Exercise prompt: Images do not belong in the copy. Set down all the entries exactly.

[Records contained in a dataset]
..........
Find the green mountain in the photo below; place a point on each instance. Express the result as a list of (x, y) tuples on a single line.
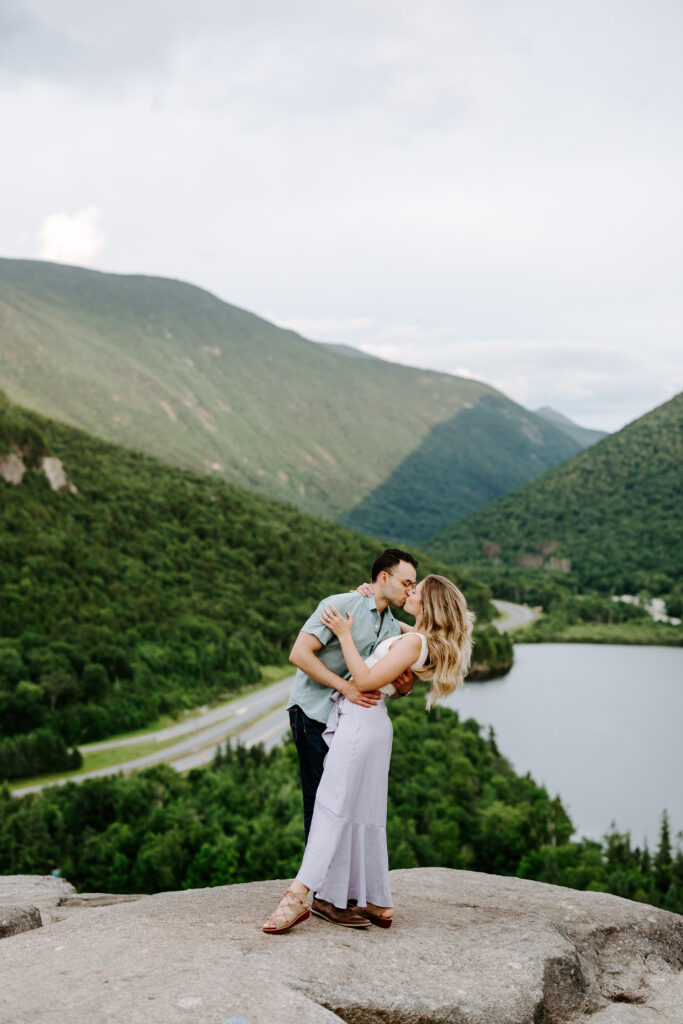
[(165, 368), (610, 516), (584, 436), (131, 588), (462, 464)]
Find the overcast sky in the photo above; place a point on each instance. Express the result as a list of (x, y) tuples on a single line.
[(491, 188)]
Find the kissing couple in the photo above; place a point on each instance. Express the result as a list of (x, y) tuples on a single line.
[(350, 655)]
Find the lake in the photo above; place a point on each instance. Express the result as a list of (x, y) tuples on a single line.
[(599, 725)]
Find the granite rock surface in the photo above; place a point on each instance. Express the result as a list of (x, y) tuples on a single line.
[(465, 948)]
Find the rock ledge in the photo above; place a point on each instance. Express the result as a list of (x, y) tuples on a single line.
[(465, 948)]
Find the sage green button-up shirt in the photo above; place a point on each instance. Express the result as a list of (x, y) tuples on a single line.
[(369, 629)]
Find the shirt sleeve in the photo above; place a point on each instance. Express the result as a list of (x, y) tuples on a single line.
[(342, 602)]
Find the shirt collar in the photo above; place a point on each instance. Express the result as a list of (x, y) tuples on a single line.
[(372, 604)]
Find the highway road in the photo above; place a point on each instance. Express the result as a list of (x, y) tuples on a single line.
[(257, 718), (513, 615)]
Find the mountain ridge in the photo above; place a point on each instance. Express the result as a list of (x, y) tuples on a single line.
[(583, 435), (609, 516), (167, 368)]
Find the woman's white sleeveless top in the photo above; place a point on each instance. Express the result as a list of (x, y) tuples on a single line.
[(382, 649)]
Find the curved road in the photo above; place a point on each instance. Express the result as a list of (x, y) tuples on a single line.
[(258, 718), (513, 615)]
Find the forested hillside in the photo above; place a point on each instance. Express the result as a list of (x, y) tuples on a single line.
[(454, 802), (609, 518), (463, 464), (166, 368), (142, 589)]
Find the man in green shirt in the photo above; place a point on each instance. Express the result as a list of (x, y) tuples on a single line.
[(322, 668)]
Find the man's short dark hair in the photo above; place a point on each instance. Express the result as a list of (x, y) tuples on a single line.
[(389, 558)]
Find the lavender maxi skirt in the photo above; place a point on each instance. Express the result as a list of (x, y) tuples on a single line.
[(346, 854)]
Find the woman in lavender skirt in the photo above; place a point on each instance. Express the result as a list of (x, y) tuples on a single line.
[(346, 854)]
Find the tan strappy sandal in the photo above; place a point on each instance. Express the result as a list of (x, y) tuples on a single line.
[(290, 911)]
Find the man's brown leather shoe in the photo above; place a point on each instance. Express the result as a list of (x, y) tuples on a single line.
[(349, 918)]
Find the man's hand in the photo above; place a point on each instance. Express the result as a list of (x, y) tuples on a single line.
[(352, 693), (403, 683)]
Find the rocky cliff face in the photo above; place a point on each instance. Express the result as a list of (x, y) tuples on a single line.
[(465, 948)]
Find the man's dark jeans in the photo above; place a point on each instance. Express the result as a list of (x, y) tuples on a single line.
[(312, 751)]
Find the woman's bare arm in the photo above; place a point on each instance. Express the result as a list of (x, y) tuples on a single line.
[(402, 653)]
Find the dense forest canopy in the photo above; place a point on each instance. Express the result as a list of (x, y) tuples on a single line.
[(150, 589), (454, 802), (607, 521)]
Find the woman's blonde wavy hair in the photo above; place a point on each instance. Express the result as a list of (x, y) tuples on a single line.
[(446, 623)]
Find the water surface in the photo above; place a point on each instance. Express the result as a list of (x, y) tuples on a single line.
[(600, 725)]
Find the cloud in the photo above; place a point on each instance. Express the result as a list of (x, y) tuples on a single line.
[(73, 238), (595, 383)]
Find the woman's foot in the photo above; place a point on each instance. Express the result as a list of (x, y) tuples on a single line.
[(380, 915), (292, 908)]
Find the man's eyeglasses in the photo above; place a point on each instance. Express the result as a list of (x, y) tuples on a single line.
[(406, 584)]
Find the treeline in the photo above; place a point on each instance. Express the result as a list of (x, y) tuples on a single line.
[(569, 615), (454, 802), (40, 752), (150, 590)]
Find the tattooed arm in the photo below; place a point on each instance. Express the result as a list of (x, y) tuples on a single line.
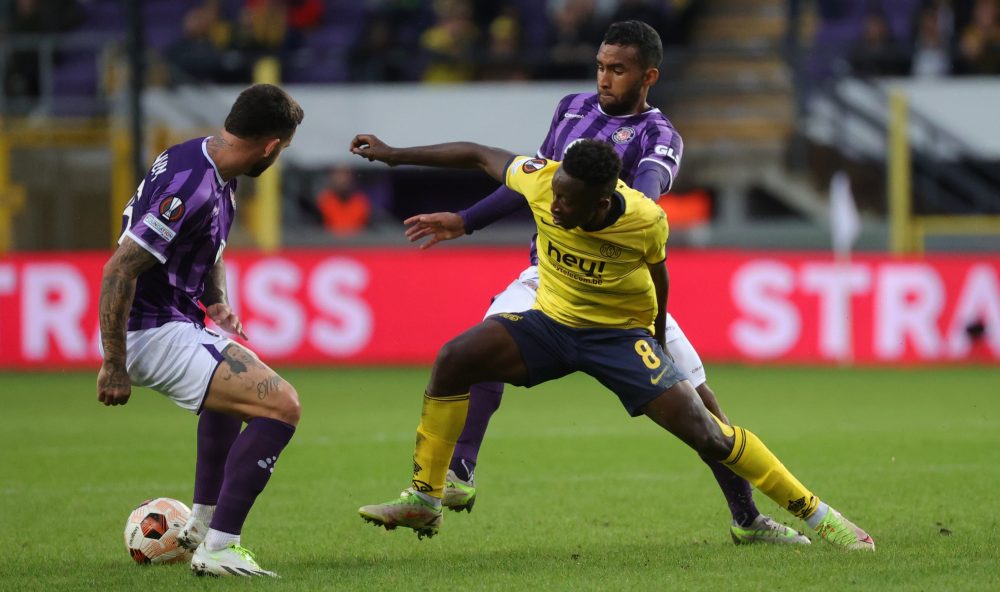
..........
Exercise solution:
Find the green mountain in the photo below; place a point on each instance. Express the result as a list of (x, y) tuples on a single line.
[(165, 368), (610, 516), (584, 436), (131, 588), (462, 464)]
Find the overcast sky in the photo above; place a point on each instance. Express the result as a list of (x, y) tuples on a single line.
[(491, 188)]
Find the kissing couple in the photo above; place a point on each instance. Express the result as a list of (x, y) tuples on a single line.
[(350, 655)]
Find the lake in the photo above; place a point on each instance. Express the result as a list of (x, y) tuples on a single line.
[(599, 725)]
Find the granite rock surface in the photo above; place a point on each instance. Express the result as a list of (x, y) tuples on a single line.
[(465, 948)]
Find the rock ledge in the photo above; place a point on each instance. Express the result as a list of (x, y) tuples on a single line.
[(465, 948)]
Find the sage green button-up shirt in the photo above; place a point on each instance. Express the result as a list of (x, y) tuples on a single line.
[(369, 629)]
Find the shirt sleeve in the photo above; place a point on each instance. Express the result as a list of (x, y) tuples on a single line.
[(342, 602)]
Find the shirt collar in the photo above; place a point on each instance. Express the result as a list of (x, y) tuples on a single line.
[(372, 604)]
Find the highway road in the photo above; place a point on each instance. Express the result as a list of (x, y) tuples on a single line.
[(257, 718), (513, 615)]
Find the mountain ridge in the photo above; place a point on each instance. Express the result as a list of (x, y) tuples on a single line.
[(583, 435), (609, 516), (167, 368)]
Find the woman's white sleeveless top in the photo above; place a point on each instance. Express the result as a list of (x, y) tuples on a single line.
[(382, 649)]
Find the curved road in the photo above; place a point on each instance. Express the result as a list of (x, y) tuples on a single line.
[(258, 718), (513, 615)]
Find the forested hillside in the photo above; place a point on each instance. Express the result as a list of (x, y) tuples on a single line.
[(454, 802), (609, 518), (463, 464), (166, 368), (142, 589)]
Find the man in green shirt in the photo above; place a point on each instance. Express the result as a list of (x, y) tuples on a single line.
[(322, 668)]
Find the man's short dark hair in the photo above; place a point on each instance. Express the result as a list of (x, y) tuples on a single line.
[(389, 558)]
Find the lavender maxi skirt in the photo above; place a point on each instance. Express the result as a list of (x, y) tuples on a single line.
[(346, 854)]
Find the woman in lavender skirt in the photo above; place a point on each instance. Express the result as a list of (x, y) tuples on a single line.
[(346, 854)]
Find the tan strappy sandal in the photo above; place a point on each instance. Express the result as a list of (x, y) tuples on a single line.
[(290, 911)]
Find the man's brown leather shoe in the photo above; place a point on each instance. Express the result as a list of (x, y) tuples on a single line.
[(349, 918)]
Find the man's hand in the photo above; place a point on each instance. Express the result as a list of (x, y) tuples on a single line.
[(352, 693), (403, 683)]
Find the rocky cliff face in the photo above; place a point on each instance. Express the result as a list of (x, y) tuples on a single line.
[(465, 948)]
Find the man's dark jeans in the photo above; place a point on each instance. Express the result as a list of (x, y) tuples on a single line.
[(312, 751)]
Find the woman's bare arm in the photo above; place a point on each instance. Express the result as a list of (x, y) tuples on a single line.
[(402, 653)]
Find the dense forest canopy in the photo above; place a point on each instance. Express the result as a list of (x, y) tuples on a single line.
[(150, 589), (454, 802), (607, 521)]
Find the woman's blonde wavy hair in the photo above; place a point on each instance. Express the result as a list of (x, y) tuples on a single line.
[(446, 623)]
Find the water surface in the photo above; place a point on each instance. Express the result as a list of (x, y) tuples on a single line.
[(600, 725)]
Find the cloud in the photo above; place a point on each instance. Express the result as a list of (x, y) tuples on a single line.
[(73, 238), (595, 383)]
Find the woman's foot in the photo above; place a point on each instance. Express the result as a list of (x, y) tuples on a single line.
[(380, 915), (292, 908)]
Find the man's eyeglasses in the photo above; place a point on each instance. Express the result as a list of (x, y) tuples on a single line.
[(406, 584)]
Find the treeline in the photo above; place a point on each instance. Express the result as a list of (x, y) tuples on a single line.
[(569, 615), (454, 802), (40, 752), (150, 590)]
Find the tattooed arm in the photo below; place a point on each instance. Express the result as a list of (x, y) tuples on a single line.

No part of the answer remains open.